STATED TASK >> Find each line in the listing containing the word "door" and copy those lines.

INPUT MATERIAL >>

-=-=-

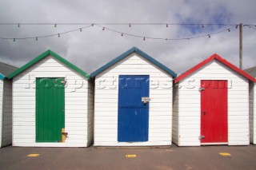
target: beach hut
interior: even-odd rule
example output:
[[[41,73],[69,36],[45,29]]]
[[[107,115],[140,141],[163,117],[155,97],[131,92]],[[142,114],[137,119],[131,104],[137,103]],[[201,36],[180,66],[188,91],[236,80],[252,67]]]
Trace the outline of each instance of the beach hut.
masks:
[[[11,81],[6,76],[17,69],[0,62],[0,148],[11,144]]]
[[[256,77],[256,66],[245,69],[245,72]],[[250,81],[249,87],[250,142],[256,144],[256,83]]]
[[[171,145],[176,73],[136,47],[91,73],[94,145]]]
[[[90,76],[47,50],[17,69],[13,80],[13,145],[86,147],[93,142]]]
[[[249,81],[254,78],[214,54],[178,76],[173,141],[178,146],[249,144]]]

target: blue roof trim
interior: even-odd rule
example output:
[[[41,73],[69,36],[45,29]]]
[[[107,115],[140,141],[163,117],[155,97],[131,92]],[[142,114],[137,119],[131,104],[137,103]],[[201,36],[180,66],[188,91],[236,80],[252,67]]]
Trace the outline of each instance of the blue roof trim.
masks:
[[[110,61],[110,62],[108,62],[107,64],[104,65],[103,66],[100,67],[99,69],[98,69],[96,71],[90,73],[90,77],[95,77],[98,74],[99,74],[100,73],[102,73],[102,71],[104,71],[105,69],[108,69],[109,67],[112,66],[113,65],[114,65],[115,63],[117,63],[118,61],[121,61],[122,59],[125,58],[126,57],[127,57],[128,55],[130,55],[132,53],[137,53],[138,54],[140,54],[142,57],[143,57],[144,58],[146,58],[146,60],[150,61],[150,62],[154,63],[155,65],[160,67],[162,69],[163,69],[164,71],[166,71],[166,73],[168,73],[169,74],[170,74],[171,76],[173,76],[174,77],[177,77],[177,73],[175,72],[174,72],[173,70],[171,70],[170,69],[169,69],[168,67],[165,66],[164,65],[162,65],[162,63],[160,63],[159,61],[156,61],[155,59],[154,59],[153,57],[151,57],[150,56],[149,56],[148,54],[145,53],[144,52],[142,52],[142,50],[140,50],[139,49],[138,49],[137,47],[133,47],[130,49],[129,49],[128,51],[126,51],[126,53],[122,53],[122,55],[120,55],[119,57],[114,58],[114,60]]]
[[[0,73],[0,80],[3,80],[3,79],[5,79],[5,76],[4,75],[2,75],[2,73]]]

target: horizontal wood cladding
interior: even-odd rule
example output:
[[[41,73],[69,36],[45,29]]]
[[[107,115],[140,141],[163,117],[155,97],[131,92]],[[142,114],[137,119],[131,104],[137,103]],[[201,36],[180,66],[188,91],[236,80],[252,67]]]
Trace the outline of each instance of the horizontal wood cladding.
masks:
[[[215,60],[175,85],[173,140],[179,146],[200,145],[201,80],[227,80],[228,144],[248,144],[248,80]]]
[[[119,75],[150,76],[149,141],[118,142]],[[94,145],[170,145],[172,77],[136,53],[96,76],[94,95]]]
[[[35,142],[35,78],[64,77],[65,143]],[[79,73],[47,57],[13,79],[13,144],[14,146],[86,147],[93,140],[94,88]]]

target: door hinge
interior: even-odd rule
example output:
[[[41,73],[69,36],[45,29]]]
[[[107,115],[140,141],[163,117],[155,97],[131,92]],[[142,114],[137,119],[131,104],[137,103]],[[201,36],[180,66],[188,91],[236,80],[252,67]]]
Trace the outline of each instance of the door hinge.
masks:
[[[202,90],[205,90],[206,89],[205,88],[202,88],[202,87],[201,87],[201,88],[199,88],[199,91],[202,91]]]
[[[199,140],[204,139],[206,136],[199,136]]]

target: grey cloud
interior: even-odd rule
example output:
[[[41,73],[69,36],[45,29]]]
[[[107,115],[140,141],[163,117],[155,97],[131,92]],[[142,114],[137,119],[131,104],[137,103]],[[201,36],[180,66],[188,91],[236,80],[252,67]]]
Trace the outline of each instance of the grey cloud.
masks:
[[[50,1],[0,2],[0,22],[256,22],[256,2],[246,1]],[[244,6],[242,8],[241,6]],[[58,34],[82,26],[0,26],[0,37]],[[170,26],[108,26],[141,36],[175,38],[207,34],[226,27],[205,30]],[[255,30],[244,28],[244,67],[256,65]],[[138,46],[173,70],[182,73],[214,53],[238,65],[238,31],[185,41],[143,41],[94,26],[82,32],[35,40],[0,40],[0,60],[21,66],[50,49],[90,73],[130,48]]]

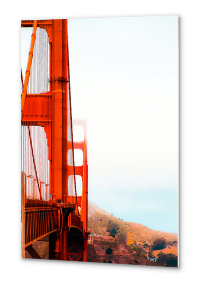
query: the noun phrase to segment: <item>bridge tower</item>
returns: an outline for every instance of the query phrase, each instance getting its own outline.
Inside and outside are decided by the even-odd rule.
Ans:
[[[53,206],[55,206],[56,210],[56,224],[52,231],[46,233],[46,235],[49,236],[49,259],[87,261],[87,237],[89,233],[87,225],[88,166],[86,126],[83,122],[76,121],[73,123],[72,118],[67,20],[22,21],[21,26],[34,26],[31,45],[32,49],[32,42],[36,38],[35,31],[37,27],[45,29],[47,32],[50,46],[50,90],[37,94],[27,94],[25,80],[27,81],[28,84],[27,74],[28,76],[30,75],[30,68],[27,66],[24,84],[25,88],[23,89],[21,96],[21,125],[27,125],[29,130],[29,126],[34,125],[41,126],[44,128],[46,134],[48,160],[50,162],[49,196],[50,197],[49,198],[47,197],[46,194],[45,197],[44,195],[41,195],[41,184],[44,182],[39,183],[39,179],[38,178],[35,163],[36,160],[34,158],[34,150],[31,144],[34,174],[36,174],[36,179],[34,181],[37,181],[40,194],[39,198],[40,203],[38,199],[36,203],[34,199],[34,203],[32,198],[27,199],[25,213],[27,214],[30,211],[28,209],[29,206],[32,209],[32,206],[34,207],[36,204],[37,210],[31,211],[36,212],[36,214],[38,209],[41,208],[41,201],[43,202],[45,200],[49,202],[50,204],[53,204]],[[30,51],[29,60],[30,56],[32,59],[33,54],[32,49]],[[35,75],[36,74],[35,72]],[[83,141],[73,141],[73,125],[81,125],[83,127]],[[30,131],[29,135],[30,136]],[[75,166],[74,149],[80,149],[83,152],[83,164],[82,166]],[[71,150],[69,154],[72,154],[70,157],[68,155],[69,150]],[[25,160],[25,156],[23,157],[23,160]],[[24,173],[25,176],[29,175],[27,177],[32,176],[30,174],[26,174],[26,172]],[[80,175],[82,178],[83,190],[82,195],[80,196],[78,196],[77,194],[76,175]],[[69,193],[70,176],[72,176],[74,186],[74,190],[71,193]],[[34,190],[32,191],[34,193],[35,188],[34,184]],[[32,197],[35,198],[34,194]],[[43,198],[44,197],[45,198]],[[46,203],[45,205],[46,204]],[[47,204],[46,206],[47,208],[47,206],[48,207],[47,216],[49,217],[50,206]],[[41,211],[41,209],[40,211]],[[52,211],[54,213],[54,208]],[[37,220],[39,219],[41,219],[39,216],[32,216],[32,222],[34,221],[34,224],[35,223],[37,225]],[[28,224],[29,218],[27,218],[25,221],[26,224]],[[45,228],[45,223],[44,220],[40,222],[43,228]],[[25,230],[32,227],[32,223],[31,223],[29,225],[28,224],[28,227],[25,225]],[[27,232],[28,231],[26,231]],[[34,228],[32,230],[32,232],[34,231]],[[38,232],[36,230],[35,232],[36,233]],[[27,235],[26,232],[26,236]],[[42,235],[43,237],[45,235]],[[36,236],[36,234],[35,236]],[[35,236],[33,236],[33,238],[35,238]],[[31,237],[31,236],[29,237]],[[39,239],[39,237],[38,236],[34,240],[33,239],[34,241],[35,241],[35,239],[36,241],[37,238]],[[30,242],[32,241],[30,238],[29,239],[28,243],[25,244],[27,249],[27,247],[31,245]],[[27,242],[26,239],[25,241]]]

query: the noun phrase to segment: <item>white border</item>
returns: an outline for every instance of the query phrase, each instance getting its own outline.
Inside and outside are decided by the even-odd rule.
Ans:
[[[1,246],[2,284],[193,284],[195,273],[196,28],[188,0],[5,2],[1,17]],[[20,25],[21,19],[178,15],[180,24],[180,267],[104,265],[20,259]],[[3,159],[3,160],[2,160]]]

-=-=-

SOLUTION FOR THIS TASK >>
target: door hinge
Trace the outline of each instance of the door hinge.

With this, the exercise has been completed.